Poursuivez l'extrait sur les gendarmes d'autrefois en reprenant juste après sa dernière phrase.
#### Extrait fourni
Qui ne se souvient le la chanson célèbre:

                                       Deux gendarmes, un beau dimanche, 
                                       Cheminaient le long d'un sentier;
                                       L'un portait la sardine blanche,
                                       L'autre le jaune baudrier...

Qui ne se souvient surtout d'avoir vu souvent, dans nos campagnes, l'apparition, au détour de la route, de deux grands soldats fortement moustachus, l'air à la fois terrible et bon enfant, prêts à rire, en passant, aux honnêtes paysans qu'ils croisaient, et leurs épais sourcils dessinant par avance la menace pour les maraudeurs, les braconniers et les gens sans aveu. Sur les flancs rebondis de leur robuste monture, des bottes énormes faisaient penser à celles qui causaient si grand'peur au Petit Poucet; sur leur poitrine large, s'étalait fièrement ce baudrier jaune chanté par Nadeau; et, sur leur tête, se dressait, monumental, un chapeau de forme antique, rappelant, toutes proportions gardées, celui d'Austerlitz. C'étaient les gendarmes.
Il faut avoir vécu à la campagne, pour se bien représenter le mélange de respect, d'admiration, d'estime et de peur aussi que produisait la venue des gendarmes. Il y avait une sorte de terreur superstitieuse qui remplissaient les âmes, même les plus sûres d'elles-mêmes, et qui unissait à une impression de gratitude instinctive pour ces braves gens défenseurs du bien des autres. Leur chapeau préhistorique semblait le palladium de la tranquillité publique.
Ah! ce chapeau et ces bottes de gendarme! Les vaudevillistes, les boulevardiers ont-ils fait sur eux assez de gorges chaudes!  Les "gommeux" s'esclaffaient au refrain:

                                     J'entends un bruit de bottes, de bottes, de bottes....

tandis que les moutards se tordaient quand, Guignol ayant bien rossé le commissaire, le gendarme survenait, avec son bicorne gigantesque, et procédait à la punition des méchants et à la délivrance des bons.
########
#### Entrées fournies
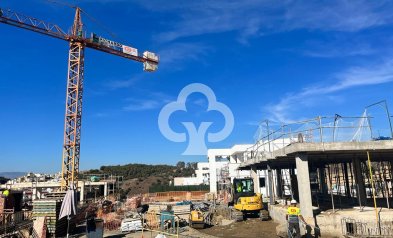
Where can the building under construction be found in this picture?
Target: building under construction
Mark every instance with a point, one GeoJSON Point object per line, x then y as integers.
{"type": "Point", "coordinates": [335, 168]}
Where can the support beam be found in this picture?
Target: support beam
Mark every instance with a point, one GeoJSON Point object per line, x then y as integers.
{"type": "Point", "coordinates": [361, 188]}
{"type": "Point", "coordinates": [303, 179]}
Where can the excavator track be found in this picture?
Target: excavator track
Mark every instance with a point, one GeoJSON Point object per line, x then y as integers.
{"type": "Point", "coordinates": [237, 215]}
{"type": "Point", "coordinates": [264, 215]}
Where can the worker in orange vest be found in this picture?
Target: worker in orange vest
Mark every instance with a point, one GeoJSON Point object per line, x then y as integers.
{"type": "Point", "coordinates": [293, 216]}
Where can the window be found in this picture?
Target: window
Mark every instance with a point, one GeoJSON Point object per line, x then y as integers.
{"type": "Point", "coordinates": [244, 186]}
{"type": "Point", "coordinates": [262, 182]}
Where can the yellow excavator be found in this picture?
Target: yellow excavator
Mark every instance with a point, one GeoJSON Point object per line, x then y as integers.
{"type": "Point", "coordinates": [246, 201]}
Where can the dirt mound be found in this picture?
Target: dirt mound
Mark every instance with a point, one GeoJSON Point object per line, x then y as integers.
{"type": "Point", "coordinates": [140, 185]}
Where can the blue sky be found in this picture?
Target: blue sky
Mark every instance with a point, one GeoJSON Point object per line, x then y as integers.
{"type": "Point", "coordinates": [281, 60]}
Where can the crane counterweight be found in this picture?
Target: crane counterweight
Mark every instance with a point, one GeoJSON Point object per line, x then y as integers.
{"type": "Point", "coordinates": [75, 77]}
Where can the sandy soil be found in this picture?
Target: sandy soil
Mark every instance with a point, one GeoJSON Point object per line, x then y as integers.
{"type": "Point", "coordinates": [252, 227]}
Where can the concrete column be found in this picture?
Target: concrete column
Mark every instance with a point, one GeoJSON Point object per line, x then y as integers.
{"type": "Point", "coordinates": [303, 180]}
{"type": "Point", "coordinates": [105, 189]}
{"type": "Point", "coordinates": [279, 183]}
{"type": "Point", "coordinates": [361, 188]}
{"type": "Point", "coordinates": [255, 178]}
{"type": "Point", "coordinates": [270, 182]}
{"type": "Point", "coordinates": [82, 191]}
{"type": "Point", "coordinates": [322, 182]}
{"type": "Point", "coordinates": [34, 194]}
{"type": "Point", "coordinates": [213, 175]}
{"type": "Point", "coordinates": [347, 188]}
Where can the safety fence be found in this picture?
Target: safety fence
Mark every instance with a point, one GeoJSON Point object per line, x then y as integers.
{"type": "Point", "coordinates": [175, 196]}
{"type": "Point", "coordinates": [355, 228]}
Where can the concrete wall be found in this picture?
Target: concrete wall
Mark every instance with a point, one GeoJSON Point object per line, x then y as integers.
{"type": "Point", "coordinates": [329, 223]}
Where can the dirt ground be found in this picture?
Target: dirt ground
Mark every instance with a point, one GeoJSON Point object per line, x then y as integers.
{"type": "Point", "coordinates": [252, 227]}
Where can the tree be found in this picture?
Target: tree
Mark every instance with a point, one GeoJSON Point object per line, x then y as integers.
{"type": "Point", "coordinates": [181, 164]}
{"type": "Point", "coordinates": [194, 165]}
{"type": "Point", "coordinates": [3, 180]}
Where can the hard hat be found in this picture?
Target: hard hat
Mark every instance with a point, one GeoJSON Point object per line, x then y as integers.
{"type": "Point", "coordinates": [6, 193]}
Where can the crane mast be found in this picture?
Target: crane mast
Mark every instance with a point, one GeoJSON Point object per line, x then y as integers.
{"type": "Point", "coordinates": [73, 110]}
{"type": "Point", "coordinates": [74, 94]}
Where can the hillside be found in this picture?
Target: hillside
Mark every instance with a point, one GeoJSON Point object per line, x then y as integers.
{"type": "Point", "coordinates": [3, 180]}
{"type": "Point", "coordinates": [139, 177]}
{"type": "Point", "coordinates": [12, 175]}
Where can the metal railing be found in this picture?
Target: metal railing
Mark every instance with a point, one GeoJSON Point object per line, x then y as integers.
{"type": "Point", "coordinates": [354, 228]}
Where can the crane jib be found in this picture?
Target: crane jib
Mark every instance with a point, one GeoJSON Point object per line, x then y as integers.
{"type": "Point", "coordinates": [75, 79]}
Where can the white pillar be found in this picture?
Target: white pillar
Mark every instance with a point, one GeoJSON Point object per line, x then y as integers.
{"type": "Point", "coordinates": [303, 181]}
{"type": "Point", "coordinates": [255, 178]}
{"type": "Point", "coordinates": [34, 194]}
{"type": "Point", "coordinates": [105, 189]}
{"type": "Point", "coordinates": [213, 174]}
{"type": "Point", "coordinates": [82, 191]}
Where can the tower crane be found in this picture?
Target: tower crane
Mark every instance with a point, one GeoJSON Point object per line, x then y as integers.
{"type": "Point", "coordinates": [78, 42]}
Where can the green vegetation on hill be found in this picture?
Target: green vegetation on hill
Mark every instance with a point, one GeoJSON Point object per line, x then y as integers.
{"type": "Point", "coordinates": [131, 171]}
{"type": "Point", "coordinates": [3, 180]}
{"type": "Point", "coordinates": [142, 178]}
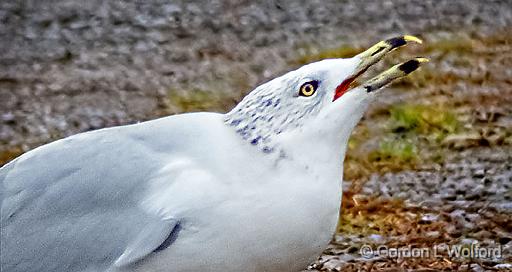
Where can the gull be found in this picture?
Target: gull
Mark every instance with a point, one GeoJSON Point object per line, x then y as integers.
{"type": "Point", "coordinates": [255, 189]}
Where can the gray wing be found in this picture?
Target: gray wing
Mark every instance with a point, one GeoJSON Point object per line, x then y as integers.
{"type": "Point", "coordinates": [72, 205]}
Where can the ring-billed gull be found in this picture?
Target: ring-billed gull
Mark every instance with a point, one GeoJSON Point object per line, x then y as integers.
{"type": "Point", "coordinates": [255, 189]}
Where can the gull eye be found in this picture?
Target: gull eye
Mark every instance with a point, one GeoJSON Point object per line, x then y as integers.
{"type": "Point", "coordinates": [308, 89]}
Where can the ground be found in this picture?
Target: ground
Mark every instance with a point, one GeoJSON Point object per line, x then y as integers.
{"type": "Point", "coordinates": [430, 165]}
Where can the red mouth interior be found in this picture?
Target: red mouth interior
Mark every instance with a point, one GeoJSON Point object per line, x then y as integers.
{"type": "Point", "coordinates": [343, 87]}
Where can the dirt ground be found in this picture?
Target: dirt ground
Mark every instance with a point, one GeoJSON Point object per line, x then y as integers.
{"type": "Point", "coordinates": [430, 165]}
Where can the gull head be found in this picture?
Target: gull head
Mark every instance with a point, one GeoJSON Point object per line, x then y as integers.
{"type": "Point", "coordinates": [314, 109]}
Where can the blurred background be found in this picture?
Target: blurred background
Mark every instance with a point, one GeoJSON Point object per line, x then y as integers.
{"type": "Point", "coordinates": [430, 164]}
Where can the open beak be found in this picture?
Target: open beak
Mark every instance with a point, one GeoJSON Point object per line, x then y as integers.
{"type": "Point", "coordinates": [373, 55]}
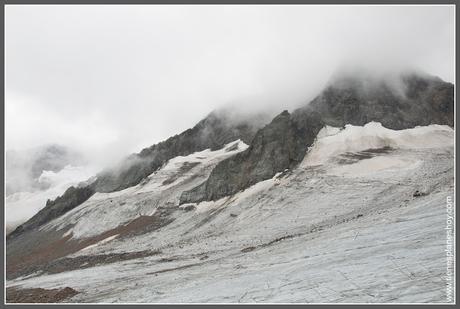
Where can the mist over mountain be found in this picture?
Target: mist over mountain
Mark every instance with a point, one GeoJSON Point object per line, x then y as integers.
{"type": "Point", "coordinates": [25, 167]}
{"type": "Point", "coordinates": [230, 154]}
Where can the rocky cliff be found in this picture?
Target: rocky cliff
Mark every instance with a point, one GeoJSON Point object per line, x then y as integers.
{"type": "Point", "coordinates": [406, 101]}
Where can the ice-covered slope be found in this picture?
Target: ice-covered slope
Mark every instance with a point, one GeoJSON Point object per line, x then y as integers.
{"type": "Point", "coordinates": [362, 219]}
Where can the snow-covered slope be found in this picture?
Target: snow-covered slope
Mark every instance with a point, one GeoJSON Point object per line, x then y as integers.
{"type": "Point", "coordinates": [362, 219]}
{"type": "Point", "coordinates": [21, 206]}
########
#### Entrées fournies
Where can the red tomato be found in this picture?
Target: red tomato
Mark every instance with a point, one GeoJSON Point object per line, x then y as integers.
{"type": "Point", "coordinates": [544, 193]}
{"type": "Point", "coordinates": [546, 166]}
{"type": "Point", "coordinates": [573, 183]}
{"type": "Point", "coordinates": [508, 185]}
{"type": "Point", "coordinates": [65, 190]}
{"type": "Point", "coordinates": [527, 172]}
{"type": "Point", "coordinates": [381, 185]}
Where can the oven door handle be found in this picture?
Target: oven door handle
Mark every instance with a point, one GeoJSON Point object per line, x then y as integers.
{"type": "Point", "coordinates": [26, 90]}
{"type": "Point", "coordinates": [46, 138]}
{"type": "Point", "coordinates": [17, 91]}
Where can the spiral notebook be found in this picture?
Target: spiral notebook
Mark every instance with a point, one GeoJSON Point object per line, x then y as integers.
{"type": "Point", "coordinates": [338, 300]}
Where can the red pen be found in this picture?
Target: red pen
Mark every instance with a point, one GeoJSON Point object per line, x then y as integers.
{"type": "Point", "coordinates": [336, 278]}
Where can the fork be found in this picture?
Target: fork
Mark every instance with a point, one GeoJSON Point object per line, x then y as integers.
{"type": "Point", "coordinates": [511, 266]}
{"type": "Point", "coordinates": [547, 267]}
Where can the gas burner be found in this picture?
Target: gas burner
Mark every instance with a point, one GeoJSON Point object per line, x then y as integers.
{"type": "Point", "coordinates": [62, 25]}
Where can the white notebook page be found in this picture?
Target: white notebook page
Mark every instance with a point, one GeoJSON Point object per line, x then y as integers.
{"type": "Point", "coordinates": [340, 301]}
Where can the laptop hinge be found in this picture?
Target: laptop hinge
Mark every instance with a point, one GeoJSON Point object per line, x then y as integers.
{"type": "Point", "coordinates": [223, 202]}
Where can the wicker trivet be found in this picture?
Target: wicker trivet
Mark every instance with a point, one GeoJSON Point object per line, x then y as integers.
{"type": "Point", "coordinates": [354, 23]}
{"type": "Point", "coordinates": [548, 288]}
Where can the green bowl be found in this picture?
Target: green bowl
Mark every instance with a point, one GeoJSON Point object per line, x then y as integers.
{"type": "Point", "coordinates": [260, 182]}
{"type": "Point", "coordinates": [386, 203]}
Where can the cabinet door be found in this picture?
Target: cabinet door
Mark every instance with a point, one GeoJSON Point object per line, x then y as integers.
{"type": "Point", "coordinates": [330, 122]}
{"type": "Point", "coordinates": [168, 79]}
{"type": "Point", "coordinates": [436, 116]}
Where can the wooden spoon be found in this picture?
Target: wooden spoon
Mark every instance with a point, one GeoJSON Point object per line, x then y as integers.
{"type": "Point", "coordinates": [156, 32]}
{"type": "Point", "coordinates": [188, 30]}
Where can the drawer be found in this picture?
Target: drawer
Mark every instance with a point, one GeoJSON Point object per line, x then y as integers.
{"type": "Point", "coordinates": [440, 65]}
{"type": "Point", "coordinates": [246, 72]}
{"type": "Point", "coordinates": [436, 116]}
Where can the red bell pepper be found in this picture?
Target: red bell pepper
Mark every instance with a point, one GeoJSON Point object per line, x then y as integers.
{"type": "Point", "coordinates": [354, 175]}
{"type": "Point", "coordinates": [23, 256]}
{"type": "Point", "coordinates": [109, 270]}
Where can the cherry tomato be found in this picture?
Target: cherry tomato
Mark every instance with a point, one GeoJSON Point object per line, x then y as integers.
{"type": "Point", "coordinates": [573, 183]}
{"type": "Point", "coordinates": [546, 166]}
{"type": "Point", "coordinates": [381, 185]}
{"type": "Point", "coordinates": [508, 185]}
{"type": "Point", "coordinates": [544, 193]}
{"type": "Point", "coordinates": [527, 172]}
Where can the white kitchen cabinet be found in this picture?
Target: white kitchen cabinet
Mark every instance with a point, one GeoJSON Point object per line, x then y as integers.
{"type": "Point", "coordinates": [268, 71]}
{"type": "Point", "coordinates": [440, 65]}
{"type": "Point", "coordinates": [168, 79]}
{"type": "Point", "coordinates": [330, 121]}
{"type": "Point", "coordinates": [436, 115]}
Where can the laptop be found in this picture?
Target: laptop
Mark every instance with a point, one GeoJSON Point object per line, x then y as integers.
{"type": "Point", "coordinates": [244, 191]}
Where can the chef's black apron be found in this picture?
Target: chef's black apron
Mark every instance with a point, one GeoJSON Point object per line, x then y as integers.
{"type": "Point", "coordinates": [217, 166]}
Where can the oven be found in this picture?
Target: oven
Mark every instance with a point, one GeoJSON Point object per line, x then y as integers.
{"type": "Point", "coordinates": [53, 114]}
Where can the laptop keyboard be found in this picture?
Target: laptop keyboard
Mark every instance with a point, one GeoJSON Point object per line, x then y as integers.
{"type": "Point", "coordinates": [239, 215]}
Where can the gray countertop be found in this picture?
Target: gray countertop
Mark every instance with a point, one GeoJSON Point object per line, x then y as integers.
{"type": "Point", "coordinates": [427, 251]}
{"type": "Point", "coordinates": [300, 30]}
########
* _Réponse attendue_
Mais on avait beau rire, la pensée du gendarme dominait beaucoup d'esprits. Terreur salutaire! Si la crainte de Dieu est le commencement de la sagesse, l'effroi du gendarme était un puissant auxiliaire à cet excellent principe de morale. Qui dira les nuits troublées, où, à la veille de commettre un crime ou un délit, quelque égaré ne s'arrêtait pas dans ses projets sinistres, parce que son rêve lui avait tout à coup fait voir, démesurément grandie dans la nuit, la silhouette du terrifiant chapeau, lui avait fait entendre, dans une hallucination préservatrice, ce bruit de bottes, de bottes, de bottes lancées à sa poursuite?
Le chapeau de gendarme, les bottes de gendarmes étaient des monuments surannés peut être, mais tutélaires, restés des temps où il y avait une autorité qui méritait d'être respectée et qui l'était. On va supprimer les bottes et le chapeau du gendarme; je me demande si on n'aurait pas tout aussi bien fait de supprimer le gendarme lui-même. En tous cas, le gendarme sans ses bottes légendaires, sans ce chapeau populaire, unique, privilégié, sera-t-il le gendarme d'autrefois?
Je sais bien que l'habit ne fait pas le moine, et que, coiffé d'un képi, d'une casquette, d'un béret, ou, si vous voulez, pas coiffé du tout, le gendarme, puisqu'on veut bien encore lui laisser son nom, sera toujours un bon soldat, brave discipliné, faisant respecter les lois.

                                   Défendant les champs et la ville
                                   Du vol et de l'iniquité...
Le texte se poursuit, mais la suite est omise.